EXERCISE AIM: Output each record exactly as given. Leave out every picture.

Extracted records
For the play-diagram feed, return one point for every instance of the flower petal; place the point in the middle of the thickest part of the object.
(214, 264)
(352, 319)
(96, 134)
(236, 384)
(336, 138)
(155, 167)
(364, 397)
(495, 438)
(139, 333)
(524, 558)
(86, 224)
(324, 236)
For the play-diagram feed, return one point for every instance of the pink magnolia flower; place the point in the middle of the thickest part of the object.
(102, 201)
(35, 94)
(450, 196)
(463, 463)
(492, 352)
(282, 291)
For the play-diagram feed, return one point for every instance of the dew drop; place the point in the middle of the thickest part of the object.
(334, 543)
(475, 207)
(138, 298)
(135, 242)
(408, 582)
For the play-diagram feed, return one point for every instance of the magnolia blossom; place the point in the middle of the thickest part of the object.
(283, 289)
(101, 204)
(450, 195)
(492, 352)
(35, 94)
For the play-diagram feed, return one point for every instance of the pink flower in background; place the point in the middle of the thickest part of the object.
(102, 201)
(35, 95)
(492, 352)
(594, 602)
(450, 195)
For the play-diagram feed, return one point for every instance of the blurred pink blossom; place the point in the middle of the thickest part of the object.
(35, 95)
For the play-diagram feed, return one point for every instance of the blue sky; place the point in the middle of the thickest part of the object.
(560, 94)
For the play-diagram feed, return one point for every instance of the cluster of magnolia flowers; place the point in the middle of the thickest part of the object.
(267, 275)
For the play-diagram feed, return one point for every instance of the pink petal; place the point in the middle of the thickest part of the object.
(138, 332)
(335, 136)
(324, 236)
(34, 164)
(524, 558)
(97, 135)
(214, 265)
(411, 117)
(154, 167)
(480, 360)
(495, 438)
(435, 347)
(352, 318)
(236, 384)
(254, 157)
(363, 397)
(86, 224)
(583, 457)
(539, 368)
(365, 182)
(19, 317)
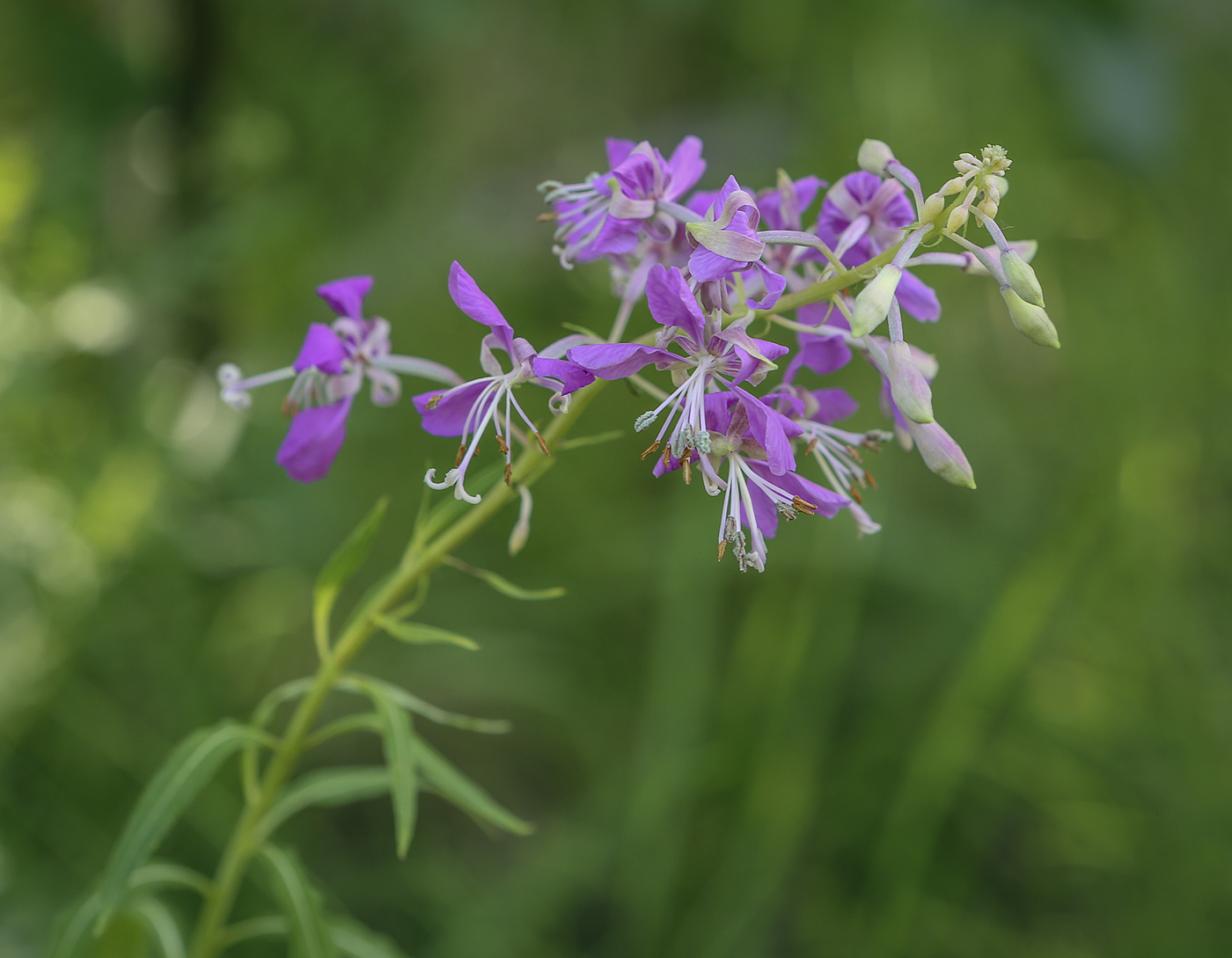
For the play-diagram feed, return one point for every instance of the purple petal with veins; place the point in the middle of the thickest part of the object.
(313, 441)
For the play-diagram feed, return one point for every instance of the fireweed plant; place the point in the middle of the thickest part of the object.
(736, 414)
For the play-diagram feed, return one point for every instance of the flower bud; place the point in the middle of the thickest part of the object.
(942, 455)
(1030, 320)
(907, 385)
(1022, 279)
(872, 304)
(874, 156)
(933, 207)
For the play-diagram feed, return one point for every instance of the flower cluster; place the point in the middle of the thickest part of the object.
(711, 267)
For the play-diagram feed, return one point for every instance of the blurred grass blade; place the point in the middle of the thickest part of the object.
(414, 703)
(356, 941)
(162, 926)
(421, 634)
(450, 783)
(400, 760)
(299, 903)
(328, 787)
(182, 775)
(502, 585)
(258, 927)
(342, 564)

TASK SOLUTION:
For the play-diagram feed, return one point for every instance of the flower petal; place the point in the middle of the thickest part of the object.
(214, 264)
(352, 319)
(96, 134)
(236, 384)
(336, 138)
(155, 167)
(364, 397)
(495, 438)
(139, 333)
(524, 558)
(86, 224)
(324, 236)
For the play-diagram feed, return one point for every instance of the pink magnolia flower; place the point in the middle of the thickest part of the object.
(102, 201)
(35, 94)
(450, 196)
(463, 463)
(492, 352)
(282, 291)
For the play-diagram feed, return one point for every instance of the dew drop; place the point in the middle of the thickest part of the object.
(334, 543)
(475, 207)
(138, 298)
(135, 242)
(408, 582)
For the play-diagram feed, return one point for every instance of the magnolia blossom; place the point in the middle of the thickest part of the object.
(283, 289)
(101, 204)
(450, 195)
(492, 352)
(35, 94)
For the play-diagram feed, return one point for every instance of the pink flower in background; place the point in the middle of the thickest part of the object.
(102, 201)
(35, 95)
(492, 352)
(594, 602)
(450, 195)
For the play-diagram feed, return one point for every instance of the blurred pink blossom; place the point in the middle of the thickest part of the object.
(35, 95)
For the play-diagram feed, return one point for every instance of the blue sky; place the point in the middle of the thickest part of the object.
(560, 94)
For the play-diagram feed, return one point for every instance of the cluster of magnolia flowers; place the point in the middle of the thickest part of the object.
(267, 275)
For the play-diagram feed, return one point for every instance of the pink petal; place the point in the middle of the thickest part of the object.
(138, 332)
(335, 136)
(324, 236)
(34, 164)
(524, 558)
(97, 135)
(214, 265)
(411, 117)
(154, 167)
(480, 360)
(495, 438)
(435, 347)
(352, 318)
(236, 384)
(254, 157)
(363, 397)
(86, 224)
(583, 457)
(539, 368)
(365, 182)
(19, 317)
For the play-diagram feed, return one point for every instance of the purple petal with veins; place the point in the middle of the thickest part of the object.
(313, 441)
For the play-diagram feed, return one point for every instance of the fireweed plant; place the point in the middle of the thickest part of the object.
(736, 414)
For the play-diagram feed, return one point for every instance of the flower bud; place the point in the middle of the thickest part of the object.
(942, 455)
(1030, 320)
(907, 385)
(1022, 279)
(872, 304)
(874, 156)
(933, 207)
For the play-diagram feed, return one point for every instance of the flower cluster; place the point in the middle of the thickest part of the object.
(711, 267)
For the play-diagram feed, return one point for every instance of the blurred grass blade; place the point in the middle of the thickest part of the object.
(414, 703)
(356, 941)
(162, 926)
(421, 634)
(450, 783)
(400, 760)
(299, 903)
(328, 787)
(182, 775)
(502, 585)
(258, 927)
(342, 564)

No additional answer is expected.